■ Task instructions
Determine how many lines of the records below contain the string "green", treating uppercase and lowercase letters as different. Reply with the number alone.
:: Records provided
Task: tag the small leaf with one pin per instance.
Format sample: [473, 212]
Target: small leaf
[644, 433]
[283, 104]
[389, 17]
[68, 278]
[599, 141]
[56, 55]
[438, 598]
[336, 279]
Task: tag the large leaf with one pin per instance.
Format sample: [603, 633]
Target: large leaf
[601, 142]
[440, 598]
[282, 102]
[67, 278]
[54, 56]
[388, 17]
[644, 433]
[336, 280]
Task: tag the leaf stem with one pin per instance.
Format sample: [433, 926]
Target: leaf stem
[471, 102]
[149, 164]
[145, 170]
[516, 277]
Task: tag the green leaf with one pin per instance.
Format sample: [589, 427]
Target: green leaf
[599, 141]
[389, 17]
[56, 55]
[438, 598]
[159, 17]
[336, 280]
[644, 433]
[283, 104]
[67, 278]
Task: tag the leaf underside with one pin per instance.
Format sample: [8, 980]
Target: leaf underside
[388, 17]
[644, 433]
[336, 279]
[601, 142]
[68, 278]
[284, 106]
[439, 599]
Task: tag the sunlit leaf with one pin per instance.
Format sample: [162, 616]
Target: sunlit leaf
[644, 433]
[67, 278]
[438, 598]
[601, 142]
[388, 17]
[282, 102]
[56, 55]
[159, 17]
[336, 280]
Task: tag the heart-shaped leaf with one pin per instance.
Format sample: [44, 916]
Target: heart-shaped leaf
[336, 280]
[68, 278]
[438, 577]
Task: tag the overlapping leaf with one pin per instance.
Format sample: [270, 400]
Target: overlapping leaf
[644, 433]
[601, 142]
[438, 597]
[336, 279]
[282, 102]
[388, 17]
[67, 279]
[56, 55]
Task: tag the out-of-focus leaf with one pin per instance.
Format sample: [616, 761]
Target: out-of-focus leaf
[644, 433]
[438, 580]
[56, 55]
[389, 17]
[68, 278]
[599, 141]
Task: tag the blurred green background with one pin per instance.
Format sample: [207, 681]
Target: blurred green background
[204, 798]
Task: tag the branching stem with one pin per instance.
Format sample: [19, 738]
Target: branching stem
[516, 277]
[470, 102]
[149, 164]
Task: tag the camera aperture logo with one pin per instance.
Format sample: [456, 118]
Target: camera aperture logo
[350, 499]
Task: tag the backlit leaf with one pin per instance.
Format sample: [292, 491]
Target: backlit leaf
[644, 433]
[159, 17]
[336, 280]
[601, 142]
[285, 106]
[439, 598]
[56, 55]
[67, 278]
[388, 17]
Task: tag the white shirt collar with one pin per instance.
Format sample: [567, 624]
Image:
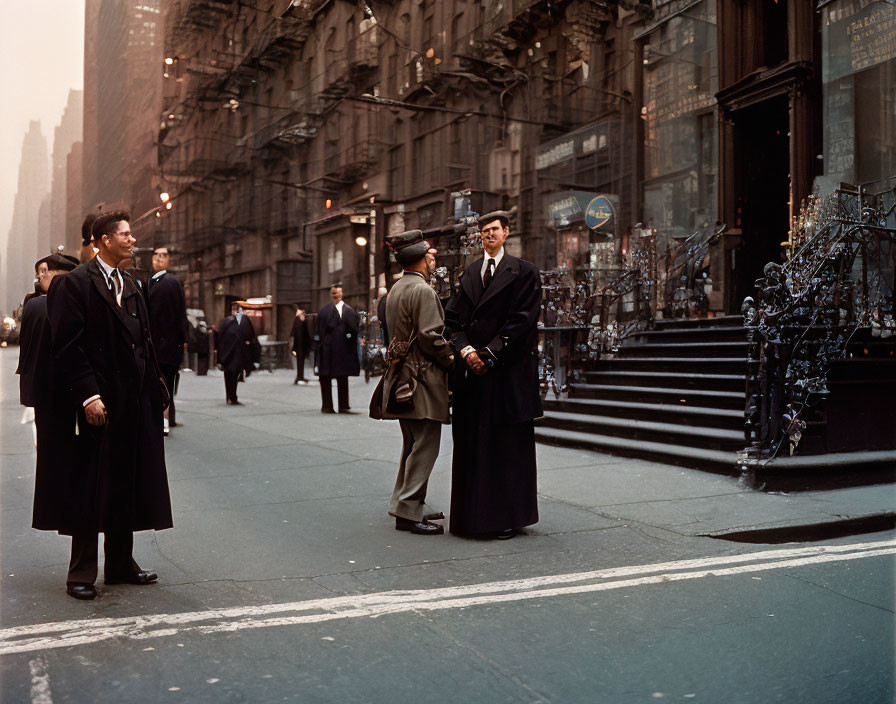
::::
■ Response below
4